WORK REQUIRED:
Copy the material from its first line through the line containing "point(623, 529)", inclusive, and offset each coordinate in the answers by 122. Leave every other number unchanged.

SOURCE DATA:
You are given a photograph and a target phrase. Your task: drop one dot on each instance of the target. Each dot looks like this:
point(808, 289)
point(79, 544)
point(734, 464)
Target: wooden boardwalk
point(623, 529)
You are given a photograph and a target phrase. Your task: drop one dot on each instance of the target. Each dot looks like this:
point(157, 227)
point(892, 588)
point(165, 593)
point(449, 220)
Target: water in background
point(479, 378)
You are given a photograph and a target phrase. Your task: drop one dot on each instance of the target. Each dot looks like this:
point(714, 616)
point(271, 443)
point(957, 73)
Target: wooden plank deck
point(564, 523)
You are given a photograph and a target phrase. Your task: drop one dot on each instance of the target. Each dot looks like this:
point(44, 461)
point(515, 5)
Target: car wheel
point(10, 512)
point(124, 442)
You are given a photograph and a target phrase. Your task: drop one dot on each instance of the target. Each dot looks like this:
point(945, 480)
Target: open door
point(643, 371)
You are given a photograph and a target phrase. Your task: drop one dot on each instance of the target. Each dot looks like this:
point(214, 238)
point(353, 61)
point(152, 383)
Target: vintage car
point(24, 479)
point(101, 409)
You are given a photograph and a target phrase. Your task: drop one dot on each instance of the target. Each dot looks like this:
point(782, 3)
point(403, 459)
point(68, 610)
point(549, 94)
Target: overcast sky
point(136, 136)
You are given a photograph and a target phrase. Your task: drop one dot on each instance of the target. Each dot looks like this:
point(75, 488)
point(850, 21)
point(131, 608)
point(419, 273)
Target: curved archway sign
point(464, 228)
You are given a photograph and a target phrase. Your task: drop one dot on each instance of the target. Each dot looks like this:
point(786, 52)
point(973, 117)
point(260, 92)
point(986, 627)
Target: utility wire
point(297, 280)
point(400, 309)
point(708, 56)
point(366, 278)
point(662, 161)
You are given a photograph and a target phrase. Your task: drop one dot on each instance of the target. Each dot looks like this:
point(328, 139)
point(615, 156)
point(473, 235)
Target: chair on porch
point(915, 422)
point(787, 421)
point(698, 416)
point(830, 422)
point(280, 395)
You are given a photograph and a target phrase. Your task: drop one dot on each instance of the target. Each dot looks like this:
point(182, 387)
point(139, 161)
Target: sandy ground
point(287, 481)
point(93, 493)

FULL SOLUTION:
You are given a photograph and a target phrase. Your task: drop one dot on each instance of the target. Each dot looks like this:
point(808, 289)
point(79, 544)
point(734, 464)
Target: wooden boardwalk
point(745, 651)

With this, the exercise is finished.